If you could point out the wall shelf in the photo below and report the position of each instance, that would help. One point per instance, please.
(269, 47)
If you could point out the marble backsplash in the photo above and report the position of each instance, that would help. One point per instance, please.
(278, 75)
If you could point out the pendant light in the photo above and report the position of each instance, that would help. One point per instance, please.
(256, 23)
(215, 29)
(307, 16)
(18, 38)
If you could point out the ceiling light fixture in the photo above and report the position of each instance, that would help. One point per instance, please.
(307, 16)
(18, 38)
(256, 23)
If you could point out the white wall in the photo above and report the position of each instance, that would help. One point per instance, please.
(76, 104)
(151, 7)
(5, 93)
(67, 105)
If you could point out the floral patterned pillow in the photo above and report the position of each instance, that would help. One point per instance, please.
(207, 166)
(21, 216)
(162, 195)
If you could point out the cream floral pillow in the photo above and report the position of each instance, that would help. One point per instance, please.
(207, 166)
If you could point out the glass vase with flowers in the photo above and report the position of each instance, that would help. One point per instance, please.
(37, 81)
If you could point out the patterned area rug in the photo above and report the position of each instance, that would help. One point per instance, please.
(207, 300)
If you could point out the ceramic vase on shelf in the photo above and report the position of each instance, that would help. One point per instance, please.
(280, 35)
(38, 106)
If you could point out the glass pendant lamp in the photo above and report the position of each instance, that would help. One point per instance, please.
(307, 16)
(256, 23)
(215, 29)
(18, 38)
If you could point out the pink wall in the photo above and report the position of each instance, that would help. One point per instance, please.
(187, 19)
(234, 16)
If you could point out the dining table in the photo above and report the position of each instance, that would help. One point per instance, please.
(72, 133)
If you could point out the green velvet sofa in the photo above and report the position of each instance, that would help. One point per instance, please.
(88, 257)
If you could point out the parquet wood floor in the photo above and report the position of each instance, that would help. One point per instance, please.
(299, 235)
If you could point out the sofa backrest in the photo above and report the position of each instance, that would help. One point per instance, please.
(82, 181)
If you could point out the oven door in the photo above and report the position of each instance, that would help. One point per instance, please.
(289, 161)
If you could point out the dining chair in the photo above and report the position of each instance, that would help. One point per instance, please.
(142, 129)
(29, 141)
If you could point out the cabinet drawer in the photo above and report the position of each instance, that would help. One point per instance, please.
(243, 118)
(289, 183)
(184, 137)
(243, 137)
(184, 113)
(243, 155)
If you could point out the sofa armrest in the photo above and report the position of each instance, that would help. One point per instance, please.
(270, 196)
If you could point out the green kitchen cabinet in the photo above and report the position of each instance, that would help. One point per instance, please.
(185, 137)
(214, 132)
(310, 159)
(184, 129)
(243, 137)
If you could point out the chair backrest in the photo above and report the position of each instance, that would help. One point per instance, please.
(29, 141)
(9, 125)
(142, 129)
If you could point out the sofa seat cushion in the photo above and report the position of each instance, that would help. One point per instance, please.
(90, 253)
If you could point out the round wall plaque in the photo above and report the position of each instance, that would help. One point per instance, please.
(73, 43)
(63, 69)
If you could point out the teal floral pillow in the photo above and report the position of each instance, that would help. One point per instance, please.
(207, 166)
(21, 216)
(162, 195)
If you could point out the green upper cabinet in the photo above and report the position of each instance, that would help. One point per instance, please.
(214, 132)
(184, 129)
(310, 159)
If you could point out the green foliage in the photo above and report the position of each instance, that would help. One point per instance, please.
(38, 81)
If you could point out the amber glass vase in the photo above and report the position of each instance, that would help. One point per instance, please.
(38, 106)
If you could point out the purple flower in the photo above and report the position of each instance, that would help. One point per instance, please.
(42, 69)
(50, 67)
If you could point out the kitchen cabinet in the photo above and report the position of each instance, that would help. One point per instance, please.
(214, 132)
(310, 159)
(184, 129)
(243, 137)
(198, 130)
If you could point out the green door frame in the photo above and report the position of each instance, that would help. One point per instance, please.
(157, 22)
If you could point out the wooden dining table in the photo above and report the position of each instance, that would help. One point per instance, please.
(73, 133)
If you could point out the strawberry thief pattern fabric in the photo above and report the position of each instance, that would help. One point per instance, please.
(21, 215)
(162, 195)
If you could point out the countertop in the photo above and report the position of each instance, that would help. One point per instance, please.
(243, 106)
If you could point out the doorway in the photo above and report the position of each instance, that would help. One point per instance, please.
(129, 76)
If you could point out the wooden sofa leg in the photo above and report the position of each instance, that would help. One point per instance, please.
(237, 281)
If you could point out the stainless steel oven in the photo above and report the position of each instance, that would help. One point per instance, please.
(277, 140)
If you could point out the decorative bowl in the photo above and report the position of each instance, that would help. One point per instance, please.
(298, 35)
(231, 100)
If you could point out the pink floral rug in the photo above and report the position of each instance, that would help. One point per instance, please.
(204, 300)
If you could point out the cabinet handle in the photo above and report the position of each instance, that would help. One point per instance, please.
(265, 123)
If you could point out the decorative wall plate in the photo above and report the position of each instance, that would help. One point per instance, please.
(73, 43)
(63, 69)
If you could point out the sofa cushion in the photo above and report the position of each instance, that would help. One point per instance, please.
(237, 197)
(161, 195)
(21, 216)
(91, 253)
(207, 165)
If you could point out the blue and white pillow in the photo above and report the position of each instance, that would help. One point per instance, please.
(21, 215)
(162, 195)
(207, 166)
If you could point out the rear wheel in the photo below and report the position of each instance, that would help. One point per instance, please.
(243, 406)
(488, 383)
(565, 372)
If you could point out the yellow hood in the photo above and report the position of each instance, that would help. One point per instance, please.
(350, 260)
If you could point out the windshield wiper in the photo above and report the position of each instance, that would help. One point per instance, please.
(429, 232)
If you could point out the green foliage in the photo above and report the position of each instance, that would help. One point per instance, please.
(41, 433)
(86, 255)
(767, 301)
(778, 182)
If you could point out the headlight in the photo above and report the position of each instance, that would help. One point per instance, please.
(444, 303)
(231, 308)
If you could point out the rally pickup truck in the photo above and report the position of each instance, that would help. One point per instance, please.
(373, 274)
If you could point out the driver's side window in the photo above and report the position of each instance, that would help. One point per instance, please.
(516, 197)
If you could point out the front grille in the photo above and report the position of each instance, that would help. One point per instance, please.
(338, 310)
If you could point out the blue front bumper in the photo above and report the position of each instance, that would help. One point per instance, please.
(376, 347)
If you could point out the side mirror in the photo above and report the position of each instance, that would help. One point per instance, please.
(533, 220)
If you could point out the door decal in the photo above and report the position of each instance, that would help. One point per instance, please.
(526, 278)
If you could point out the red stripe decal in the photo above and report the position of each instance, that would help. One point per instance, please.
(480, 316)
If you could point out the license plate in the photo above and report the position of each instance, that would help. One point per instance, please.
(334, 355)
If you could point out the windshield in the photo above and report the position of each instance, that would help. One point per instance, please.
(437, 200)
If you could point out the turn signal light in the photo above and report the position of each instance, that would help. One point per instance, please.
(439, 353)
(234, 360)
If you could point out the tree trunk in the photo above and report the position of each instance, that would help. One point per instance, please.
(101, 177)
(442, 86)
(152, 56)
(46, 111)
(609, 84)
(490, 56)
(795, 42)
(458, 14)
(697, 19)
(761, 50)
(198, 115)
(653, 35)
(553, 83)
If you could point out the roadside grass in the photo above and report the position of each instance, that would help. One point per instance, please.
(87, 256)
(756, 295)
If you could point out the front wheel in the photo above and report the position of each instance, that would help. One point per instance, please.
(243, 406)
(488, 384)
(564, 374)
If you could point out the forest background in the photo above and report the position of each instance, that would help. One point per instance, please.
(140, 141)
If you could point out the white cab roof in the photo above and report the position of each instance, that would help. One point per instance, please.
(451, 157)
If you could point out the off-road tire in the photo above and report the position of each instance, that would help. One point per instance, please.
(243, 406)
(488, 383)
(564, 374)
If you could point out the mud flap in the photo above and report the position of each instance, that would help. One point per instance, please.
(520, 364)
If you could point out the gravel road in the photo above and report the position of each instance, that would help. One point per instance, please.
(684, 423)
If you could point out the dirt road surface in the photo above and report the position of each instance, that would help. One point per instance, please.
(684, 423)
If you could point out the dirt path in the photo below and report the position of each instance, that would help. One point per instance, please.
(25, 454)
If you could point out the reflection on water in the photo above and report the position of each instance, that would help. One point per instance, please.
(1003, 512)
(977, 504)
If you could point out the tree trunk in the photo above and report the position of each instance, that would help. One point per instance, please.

— TASK DETAILS —
Give back exactly the lines from the line holding "If you could point out the mud" through the last line of the listing, including both.

— EXERCISE RESPONSE —
If you could point out the mud flap in the photo above and report the position of each instance, that would help. One point per instance, please.
(520, 364)
If you could point out the gravel road in the photo above and report the position of each instance, that would help. One point per instance, please.
(684, 423)
If you could point out the dirt road surface in the photo above and report the position of each instance, that would help. One point per instance, please.
(684, 423)
If you could point out the dirt path in the photo below and report the position of each instance, that would help. One point per instance, please.
(25, 454)
If you could point out the reflection on water in the photo above and report the position of each instance, that would help. One point per instance, please.
(1003, 512)
(977, 504)
If you could point out the tree trunk in the photo above and report the position of each instance, that would help. One point per instance, please.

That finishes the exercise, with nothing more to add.